== Dataset extract ==

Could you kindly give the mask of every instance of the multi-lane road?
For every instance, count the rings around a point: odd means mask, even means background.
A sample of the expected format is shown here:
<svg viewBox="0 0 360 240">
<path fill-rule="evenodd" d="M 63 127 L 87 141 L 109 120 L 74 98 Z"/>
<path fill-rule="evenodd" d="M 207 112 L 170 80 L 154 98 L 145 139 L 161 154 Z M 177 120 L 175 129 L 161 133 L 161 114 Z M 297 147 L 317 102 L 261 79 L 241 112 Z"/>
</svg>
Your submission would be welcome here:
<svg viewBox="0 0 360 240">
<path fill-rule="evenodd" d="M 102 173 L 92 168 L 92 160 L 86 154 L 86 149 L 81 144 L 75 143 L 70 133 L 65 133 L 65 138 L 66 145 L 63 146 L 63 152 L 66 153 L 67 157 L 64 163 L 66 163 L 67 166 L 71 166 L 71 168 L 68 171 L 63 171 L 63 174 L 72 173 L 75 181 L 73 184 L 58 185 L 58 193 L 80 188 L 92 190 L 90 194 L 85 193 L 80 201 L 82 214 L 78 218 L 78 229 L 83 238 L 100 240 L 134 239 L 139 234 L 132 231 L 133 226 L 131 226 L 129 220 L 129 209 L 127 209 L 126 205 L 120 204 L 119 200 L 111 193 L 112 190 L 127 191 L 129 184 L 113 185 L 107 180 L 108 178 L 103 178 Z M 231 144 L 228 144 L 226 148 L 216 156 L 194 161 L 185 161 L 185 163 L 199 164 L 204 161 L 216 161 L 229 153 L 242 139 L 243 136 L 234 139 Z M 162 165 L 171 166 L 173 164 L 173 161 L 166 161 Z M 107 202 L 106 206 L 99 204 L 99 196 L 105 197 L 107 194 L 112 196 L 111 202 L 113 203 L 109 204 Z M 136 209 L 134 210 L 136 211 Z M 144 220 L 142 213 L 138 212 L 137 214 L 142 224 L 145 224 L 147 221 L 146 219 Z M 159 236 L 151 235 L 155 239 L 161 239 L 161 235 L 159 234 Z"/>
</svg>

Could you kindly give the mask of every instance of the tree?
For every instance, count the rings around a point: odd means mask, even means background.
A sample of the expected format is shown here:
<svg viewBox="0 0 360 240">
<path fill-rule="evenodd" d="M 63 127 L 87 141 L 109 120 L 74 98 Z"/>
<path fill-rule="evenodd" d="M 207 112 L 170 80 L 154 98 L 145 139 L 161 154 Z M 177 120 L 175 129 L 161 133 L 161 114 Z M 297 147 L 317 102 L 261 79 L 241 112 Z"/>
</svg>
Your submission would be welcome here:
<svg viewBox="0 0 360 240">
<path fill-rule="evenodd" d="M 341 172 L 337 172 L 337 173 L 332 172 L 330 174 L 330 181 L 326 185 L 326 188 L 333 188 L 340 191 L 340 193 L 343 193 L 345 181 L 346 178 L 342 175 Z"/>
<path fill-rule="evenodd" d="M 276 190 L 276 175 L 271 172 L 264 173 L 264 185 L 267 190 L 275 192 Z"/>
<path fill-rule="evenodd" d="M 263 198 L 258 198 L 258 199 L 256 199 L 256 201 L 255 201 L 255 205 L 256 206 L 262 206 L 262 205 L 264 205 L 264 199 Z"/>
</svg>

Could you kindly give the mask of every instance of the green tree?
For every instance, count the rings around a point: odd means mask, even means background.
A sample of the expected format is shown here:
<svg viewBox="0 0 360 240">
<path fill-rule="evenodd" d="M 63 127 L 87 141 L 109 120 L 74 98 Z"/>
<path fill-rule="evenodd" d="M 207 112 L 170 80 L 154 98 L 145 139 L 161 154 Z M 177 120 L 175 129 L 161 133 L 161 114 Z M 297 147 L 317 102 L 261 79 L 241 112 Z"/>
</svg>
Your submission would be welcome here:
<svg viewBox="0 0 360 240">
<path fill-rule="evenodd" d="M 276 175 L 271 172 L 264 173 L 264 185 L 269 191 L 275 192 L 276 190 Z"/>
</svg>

===

**What needs to be done**
Pull out each line of the records above that contains the word "tree".

**Written answer**
Could you kindly give the mask of every instance of the tree?
Could you kindly give the mask of every instance of the green tree?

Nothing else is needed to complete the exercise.